> **Problem requirements**
Show each line of the entries below that contains the word "Give", treating uppercase and lowercase as different.

======== Provided data

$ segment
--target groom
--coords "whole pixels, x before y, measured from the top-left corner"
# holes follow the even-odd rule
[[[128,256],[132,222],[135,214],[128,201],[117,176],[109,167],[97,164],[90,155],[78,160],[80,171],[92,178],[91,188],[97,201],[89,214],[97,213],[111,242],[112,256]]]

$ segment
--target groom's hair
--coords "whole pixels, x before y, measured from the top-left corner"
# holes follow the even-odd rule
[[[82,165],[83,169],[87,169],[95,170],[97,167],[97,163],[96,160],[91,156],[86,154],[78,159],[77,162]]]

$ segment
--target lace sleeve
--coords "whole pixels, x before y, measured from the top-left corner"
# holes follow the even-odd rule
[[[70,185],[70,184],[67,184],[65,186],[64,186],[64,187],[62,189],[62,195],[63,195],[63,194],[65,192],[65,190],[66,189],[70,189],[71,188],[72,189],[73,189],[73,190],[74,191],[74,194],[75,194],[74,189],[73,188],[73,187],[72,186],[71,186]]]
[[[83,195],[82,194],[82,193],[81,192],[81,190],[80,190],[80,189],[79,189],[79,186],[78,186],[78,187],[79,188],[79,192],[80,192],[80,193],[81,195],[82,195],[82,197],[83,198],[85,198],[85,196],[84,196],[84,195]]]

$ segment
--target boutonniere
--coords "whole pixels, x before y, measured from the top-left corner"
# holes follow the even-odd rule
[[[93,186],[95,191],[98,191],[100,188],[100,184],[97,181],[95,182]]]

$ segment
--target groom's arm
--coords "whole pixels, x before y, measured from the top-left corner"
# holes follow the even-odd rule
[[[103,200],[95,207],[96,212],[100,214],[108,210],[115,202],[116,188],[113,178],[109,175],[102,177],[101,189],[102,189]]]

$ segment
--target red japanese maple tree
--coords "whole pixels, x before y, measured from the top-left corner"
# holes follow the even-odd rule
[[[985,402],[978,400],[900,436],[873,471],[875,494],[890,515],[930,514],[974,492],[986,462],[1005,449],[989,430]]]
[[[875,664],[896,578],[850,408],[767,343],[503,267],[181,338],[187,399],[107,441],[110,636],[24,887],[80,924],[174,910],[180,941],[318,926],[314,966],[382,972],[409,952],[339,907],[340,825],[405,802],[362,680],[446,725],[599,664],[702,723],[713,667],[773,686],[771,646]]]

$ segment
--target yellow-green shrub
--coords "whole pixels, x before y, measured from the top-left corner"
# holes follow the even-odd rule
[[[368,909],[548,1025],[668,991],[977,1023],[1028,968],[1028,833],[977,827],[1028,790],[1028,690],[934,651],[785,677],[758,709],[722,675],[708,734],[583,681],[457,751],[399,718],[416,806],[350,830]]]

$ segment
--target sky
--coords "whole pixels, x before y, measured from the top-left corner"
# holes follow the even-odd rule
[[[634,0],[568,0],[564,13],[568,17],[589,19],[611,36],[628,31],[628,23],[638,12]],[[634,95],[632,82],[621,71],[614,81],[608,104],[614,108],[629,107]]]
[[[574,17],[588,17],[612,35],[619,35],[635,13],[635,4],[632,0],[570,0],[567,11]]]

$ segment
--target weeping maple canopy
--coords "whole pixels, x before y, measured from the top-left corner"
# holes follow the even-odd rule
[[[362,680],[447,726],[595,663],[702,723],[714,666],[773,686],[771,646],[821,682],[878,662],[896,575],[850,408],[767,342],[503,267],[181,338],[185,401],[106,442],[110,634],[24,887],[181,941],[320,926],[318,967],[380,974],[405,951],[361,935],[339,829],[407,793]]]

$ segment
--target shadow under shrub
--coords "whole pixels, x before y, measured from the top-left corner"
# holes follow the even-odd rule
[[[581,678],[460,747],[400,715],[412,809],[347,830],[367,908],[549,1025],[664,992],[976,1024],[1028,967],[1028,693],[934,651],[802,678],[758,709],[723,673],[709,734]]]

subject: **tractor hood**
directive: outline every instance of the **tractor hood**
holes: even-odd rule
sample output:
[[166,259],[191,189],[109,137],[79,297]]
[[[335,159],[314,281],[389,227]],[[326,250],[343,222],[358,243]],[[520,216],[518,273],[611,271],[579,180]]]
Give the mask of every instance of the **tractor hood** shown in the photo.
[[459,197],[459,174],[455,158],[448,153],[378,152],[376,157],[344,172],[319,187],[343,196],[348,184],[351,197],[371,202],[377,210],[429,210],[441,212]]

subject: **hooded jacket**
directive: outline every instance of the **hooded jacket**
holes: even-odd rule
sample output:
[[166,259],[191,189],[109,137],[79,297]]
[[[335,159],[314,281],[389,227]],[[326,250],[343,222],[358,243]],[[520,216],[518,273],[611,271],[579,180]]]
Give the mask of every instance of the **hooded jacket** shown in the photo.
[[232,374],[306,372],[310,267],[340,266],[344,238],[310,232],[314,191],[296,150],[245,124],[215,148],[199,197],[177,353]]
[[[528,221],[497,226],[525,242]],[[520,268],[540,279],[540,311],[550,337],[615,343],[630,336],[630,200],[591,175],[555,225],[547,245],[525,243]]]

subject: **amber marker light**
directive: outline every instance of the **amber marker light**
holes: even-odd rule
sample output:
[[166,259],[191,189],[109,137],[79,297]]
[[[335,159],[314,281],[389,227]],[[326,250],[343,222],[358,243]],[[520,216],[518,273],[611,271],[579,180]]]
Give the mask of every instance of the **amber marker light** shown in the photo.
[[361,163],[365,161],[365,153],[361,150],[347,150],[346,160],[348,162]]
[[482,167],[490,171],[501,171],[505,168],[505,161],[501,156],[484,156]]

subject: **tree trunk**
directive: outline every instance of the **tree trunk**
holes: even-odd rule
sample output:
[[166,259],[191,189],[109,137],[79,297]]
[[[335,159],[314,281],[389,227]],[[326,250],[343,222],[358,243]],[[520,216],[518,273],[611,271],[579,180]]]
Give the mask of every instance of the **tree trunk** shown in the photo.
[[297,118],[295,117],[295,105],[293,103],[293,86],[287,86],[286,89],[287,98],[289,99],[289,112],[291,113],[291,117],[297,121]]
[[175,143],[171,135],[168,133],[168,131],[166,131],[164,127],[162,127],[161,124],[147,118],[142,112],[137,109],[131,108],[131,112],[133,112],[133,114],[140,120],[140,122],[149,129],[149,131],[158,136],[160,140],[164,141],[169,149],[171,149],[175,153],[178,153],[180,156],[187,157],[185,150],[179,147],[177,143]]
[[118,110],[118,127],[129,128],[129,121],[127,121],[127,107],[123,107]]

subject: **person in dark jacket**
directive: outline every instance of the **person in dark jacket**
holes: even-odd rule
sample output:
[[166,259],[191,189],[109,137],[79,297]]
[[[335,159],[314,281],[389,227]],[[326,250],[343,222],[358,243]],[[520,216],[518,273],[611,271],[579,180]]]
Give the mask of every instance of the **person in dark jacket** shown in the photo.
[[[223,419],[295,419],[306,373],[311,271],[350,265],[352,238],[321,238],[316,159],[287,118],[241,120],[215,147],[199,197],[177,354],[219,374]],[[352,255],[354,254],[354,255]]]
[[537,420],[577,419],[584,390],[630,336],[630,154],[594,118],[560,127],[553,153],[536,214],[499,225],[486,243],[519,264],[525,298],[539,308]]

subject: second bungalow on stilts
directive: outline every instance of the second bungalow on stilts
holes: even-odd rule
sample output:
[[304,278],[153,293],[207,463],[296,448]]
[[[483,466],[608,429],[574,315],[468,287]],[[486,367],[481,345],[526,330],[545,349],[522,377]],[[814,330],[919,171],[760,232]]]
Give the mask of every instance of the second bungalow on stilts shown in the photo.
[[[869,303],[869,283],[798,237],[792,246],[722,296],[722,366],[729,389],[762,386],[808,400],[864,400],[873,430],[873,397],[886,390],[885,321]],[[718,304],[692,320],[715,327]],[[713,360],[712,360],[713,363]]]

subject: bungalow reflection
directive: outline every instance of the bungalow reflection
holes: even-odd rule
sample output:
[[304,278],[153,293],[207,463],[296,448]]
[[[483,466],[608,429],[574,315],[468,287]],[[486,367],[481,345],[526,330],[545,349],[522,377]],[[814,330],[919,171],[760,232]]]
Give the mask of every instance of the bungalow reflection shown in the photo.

================

> **Result for this task**
Give the mask of every instance of the **tractor hood** shown in the photo.
Give the mask of every instance of the **hooded jacket** shown in the photo.
Give the mask of every instance of the **amber marker light** shown in the photo.
Give the mask of every instance of the **tree trunk** shown in the photo.
Give the mask of every instance of the **person in dark jacket** shown in the photo.
Give the mask of every instance of the second bungalow on stilts shown in the photo.
Give the mask of every instance of the bungalow reflection shown in the photo.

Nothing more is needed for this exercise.